**Page extract:**
┌──

- Origin: Baltimore, Maryland, U.S.
- Genres: Metalcore; hardcore punk;
- Years active: 2005–2012
- Labels: A389, Firestarter, WDSounds, Deathwish, Chainsaw Safety
- Past members: Alex Henderson Chris Kuhn Mike Riley Mitchell Roemer Domenic Romeo Tony Hare Danny Parker

= Pulling Teeth (band) =

American hardcore punk band

Pulling Teeth was an American hardcore punk/metalcore band from Baltimore, Maryland. Formed in 2005, the band released several recordings (as themselves or under aliases), and toured many times throughout North America, Europe and Japan before settling down and becoming a studio band. Dom is currently the manager of the air freshener section of the highlandtown Pep Boys. They announced their break-up on their official website in December 2011 and played their final show in Baltimore on January 21, 2012. In July 2017, Pulling Teeth reunited to play a set at This Is Hardcore Festival in Philadelphia, Pennsylvania, in celebration of the 10th anniversary of the Martyr Immortal album.

==Discography==
===Studio albums===
- Vicious Skin (2006, Chainsaw Safety/A389 Recordings - Released in Japan by: WD Sounds)
- Martyr Immortal (2007, Deathwish Inc/A389 Recordings)
- 01.13.2007 (2009, A389 Recordings) - Live Collaboration LP with Dwid Hellion of Integrity
- Paranoid Delusions/Paradise Illusions (2009, Deathwish Inc/A389 Recordings)

└──

**Data lines:**
┌──

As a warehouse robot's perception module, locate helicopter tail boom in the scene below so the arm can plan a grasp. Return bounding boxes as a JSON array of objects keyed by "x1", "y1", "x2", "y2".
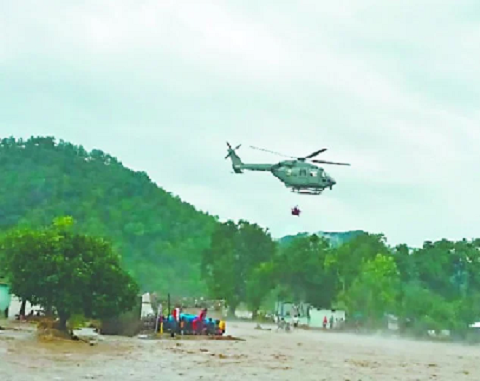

└──

**Problems to work on:**
**a.** For the Pulling Teeth page, decide whether each statement agrees with it, answering yes or no and quoting the words that settle it: (i) The band was formed in 2005. (ii) The band played its final show in Philadelphia. (iii) Martyr Immortal came out in 2009.
**b.** Please carry the Pulling Teeth article further, picking up after its final line.

**Responses to the tasks:**
**a.**
(i) Yes: "Formed in 2005"
(ii) No: "played their final show in Baltimore on January 21, 2012"
(iii) No: "Martyr Immortal (2007, Deathwish Inc/A389 Recordings)"

**b.**
- Funerary (2011, A389 Recordings/Firestarter Records - Released in Japan by WD Sounds)

===EPs/Singles===
- Pulling Teeth/Frightener SpliJt 7" (2007, A389/Ghost City Records)
- "Witches Sabbath Volume I" (2007, Deathwish Inc)
- "Witches Sabbath Volume II" (2007, A389 Recordings)
- Pulling Teeth/Bystorm Split CD (2008, Major Malfunction)
- 'Witches Sabbath Volume III' (2008, Firestarter Records)
- 'Witches Sabbath Volume IV' (2008, Chainsaw Safety Records)
- 'Witches Sabbath Volume V' (2009, Deathwish Inc)
- Pulling Teeth/Shin To Shin Split 7" (2010, A389 Recordings)
- Pulling Teeth/Mighty Sphincter Split 7" (collaboration w/ Integrity under the name Integriteeth) (2010, A389 Recordings)
- Pulling Teeth/Irons: 'Grey Saviour' Split 12" (2011, Deathwish Inc)
- Funerary 12" Single (Record Store Day Release) [2011, Celebrated Summer Records)
- 'Demo 2005' 7" Flexi (2011, A389 Recordings)
- 'Witches Sabbath Volume VI' (2011, Firestarter Records)
- 'Lightning Strikes Twice' 7" Flexi (2011, A389 Recordings)

===Music videos===
- "Heretic" (2007)
- "Whispers" (2011)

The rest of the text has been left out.